- [Consegna] Trascrivi senza modifiche, dal testo sulla storia del teatro ricavato nella casa della Comunità, il passo che comincia con "A disposizione della" e prosegue fino a "con ponte levatoio.".

- [Testo fornito]
A disposizione della gioventù sanfeliciana, dedita alle commedie è concessa inoltre una stanza nella casa di detta Comunità (cfr.Gulinelli, I teatri...1994, p. 10). Il nucleo originario di questa casa risaliva al sec. XIV ed era il voltone di ingresso al Castello con ponte levatoio.
Dal 1486 viene ampliato per accogliere l'alloggio del corpo di guardia, il carcere e al piano superiore la sala del Consiglio della Comunità. Nel 1693 grazie ad ulteriori aggiunte nell'area sud vi si ricava anche una scuola ed una seconda sala al piano superiore. A partire dal 1732 questo edificio non viene più utilizzato dal Consiglio Comunale e si avvia a diventare un vero e proprio teatro dotato di palchetti. L'onere dell'impresa è assunto dal priore Giuseppe Campi in qualità di livellario. A causa della guerra di successione tra franco-spagnoli e tedeschi, che vede questi territori invasi dai contendenti, il progetto si ferma. Viene ripreso soltanto nel 1755 e completato, pare, quattro anni dopo. Per oltre un secolo questo teatro sarà gestito dalla famiglia Campi. Nell'immediato periodo postunitario il teatro passa sotto il controllo dell'Amministrazione Comunale che nel 1882 procede alla risistemazione della struttura resa fragile dal tempo e dall'usura. Non conosciamo l'esatta entità di queste opere, né lo stato di tutto l'impianto, che pare abbia funzionato ancora per qualche tempo, in quanto nel 1891 vengono pagate al pittore modenese Luigi Morsiani L. 400 per alcune scene su tela: un bosco, una camera nobile, una sala da ballo, una piazza, un giardino, una marina, scene che vengono successivamente montate dal macchinista dello Storchi di Modena. Ma evidentemente gli interventi sono insufficienti e il teatro, compreso l'edificio che lo contiene, sono giudicati irrecuperabili, pertanto vengono distrutti nel 1903. Soltanto grazie alle perizie effettuate dall'ingegner Ettore Tosatti prima della demolizione è possibile ricostruire l'antico edificio (cfr. Gulinelli, I teatri...1994, p. 30-32).

- [Materiale fornito]

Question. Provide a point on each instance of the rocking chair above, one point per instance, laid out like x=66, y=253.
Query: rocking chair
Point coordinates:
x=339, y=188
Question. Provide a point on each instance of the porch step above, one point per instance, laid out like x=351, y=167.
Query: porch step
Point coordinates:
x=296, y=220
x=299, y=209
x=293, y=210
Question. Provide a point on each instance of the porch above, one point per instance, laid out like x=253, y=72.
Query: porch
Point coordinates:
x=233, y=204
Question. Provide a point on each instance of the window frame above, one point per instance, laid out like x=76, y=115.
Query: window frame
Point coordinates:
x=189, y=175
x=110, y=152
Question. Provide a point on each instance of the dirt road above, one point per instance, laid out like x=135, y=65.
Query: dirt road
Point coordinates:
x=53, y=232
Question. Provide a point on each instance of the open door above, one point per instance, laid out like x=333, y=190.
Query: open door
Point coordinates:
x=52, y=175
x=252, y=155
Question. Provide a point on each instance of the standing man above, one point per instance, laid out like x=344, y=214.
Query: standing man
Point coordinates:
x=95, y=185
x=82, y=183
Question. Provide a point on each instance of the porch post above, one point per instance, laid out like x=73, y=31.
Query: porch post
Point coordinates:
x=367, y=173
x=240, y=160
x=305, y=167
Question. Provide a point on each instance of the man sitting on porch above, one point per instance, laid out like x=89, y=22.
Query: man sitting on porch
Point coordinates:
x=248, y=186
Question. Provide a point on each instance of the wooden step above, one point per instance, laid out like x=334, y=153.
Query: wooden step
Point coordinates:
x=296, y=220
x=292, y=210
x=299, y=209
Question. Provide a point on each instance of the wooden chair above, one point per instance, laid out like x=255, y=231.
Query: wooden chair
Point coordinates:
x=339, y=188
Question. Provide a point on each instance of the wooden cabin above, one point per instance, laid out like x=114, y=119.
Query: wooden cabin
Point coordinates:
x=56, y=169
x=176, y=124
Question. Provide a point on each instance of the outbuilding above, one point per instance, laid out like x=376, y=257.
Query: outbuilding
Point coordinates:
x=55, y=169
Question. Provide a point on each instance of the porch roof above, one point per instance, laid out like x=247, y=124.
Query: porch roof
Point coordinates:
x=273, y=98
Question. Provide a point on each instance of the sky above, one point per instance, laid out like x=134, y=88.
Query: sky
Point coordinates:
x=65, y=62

- [Risposta completa]
A disposizione della gioventù sanfeliciana, dedita alle commedie è concessa inoltre una stanza nella casa di detta Comunità (cfr.Gulinelli, I teatri...1994, p. 10). Il nucleo originario di questa casa risaliva al sec. XIV ed era il voltone di ingresso al Castello con ponte levatoio.